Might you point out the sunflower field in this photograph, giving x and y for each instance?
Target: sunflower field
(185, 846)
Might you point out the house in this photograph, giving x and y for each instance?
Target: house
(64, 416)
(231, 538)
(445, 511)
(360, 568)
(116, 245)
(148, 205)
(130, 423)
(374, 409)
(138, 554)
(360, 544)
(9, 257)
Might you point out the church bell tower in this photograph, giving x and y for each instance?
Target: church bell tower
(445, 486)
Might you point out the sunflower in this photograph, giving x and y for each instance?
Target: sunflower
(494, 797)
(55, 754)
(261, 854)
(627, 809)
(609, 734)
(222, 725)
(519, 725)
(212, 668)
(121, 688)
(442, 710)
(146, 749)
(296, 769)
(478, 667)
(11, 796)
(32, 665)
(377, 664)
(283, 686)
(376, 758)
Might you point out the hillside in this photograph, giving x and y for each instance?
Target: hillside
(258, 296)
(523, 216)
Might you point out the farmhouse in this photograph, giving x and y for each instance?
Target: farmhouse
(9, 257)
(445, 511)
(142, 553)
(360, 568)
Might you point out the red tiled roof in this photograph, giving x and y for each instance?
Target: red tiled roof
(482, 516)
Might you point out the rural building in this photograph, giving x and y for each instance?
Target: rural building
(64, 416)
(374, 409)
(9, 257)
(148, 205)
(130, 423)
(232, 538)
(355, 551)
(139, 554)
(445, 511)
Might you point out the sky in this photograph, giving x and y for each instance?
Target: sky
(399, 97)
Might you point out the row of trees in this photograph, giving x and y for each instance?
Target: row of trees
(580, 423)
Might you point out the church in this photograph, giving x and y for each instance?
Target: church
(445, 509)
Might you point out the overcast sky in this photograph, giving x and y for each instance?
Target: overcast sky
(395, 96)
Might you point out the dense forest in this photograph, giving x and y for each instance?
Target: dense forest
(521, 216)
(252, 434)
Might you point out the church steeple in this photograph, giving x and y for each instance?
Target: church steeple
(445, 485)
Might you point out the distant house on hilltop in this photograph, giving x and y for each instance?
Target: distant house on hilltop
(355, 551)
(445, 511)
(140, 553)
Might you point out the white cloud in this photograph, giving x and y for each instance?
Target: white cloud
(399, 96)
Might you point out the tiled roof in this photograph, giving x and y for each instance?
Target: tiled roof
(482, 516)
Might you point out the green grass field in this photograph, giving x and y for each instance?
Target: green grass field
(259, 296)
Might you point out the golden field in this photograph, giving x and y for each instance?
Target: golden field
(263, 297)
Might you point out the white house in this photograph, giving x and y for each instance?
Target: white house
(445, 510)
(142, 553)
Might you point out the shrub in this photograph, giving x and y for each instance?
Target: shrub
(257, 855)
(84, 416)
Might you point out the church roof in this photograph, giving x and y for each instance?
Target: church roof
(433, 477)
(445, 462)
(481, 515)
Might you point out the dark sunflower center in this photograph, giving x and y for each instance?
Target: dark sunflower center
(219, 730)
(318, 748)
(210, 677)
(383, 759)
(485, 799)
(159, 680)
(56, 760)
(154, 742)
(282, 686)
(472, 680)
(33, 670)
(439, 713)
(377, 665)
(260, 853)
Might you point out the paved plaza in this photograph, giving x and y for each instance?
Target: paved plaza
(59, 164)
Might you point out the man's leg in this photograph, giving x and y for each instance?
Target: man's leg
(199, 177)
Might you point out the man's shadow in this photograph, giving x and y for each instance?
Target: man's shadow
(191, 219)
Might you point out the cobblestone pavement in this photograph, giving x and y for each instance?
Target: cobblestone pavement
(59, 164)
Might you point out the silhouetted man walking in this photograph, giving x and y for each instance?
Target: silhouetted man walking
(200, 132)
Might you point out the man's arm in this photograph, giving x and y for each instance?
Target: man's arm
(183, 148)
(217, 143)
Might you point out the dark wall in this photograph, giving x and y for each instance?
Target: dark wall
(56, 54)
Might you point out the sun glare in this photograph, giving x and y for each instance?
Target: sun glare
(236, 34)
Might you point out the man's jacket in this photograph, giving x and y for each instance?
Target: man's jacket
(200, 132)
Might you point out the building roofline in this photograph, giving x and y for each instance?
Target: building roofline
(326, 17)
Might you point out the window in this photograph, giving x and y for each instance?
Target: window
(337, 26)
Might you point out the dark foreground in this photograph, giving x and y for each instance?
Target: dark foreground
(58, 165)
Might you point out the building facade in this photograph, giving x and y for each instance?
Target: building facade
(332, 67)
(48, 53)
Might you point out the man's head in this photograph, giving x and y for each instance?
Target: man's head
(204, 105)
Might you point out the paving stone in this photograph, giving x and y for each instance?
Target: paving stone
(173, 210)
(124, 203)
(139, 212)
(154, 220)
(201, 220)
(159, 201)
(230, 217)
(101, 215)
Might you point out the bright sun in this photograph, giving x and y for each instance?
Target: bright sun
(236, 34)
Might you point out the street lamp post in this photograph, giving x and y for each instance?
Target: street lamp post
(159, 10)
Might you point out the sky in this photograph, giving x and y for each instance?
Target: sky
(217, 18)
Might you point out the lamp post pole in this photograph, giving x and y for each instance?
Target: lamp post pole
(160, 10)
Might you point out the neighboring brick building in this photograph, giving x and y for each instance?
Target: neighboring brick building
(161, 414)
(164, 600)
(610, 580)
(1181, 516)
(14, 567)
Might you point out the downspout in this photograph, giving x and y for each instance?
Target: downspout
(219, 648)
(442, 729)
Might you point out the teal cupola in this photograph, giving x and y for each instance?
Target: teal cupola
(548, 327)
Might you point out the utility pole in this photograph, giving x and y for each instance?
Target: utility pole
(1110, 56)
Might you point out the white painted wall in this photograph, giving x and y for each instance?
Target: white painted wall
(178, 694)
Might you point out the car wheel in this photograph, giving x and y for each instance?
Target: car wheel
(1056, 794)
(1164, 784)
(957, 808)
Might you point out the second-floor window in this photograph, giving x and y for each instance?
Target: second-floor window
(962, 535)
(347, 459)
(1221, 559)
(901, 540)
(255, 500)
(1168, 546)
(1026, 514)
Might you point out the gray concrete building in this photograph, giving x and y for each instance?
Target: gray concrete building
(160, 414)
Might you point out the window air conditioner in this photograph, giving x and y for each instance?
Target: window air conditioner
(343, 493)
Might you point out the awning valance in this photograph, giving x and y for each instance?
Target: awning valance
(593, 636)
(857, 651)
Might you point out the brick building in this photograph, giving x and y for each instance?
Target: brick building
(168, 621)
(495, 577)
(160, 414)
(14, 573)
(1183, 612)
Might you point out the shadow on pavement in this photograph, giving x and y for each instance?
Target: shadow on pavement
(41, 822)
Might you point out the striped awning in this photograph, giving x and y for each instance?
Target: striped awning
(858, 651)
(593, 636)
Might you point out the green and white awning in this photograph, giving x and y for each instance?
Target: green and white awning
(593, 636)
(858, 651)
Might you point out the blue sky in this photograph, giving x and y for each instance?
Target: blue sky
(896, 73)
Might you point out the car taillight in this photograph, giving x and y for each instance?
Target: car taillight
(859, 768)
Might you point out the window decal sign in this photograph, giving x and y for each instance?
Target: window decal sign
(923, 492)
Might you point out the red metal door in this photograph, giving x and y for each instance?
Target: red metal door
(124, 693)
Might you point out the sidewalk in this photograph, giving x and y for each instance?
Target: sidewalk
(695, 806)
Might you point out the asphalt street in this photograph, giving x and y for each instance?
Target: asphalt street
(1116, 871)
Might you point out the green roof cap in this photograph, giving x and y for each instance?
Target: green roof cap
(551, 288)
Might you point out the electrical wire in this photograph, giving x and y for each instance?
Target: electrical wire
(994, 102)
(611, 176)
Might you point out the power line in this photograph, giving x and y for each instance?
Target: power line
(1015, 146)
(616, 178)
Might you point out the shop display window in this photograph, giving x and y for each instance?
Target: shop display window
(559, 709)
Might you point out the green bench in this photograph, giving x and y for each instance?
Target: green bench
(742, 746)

■ **DIRECTIONS FOR THIS TASK**
Give again exactly, and only, the lines above starting at the one with "Might you point out the man's head" and ending at the one with "Might you point out the downspout".

■ **RESULT**
Might you point out the man's head in this photograph, giving x and y for each instance?
Target: man's head
(204, 105)
Might you point out the paving stone in this photograph, giving x and y for each instance?
Target: paving stone
(173, 210)
(124, 203)
(139, 212)
(154, 220)
(201, 220)
(159, 201)
(230, 217)
(101, 215)
Might you point out the bright sun in this photograph, giving x and y for each instance?
Target: bright sun
(236, 34)
Might you point out the street lamp post in this photograph, giving x and y for each instance?
Target: street lamp post
(159, 10)
Might you point out the sky in this photograph, giving x and y for each instance?
Target: sky
(217, 18)
Might you point out the lamp post pole in this photograph, giving x and y for each instance?
Target: lamp post pole
(160, 10)
Might you point out the neighboring brick building in this photograph, giving x and y for each instance?
Target: neighboring brick building
(161, 414)
(164, 600)
(610, 580)
(1181, 516)
(14, 567)
Might you point out the downspout in this photograph, giving x and y for each instance?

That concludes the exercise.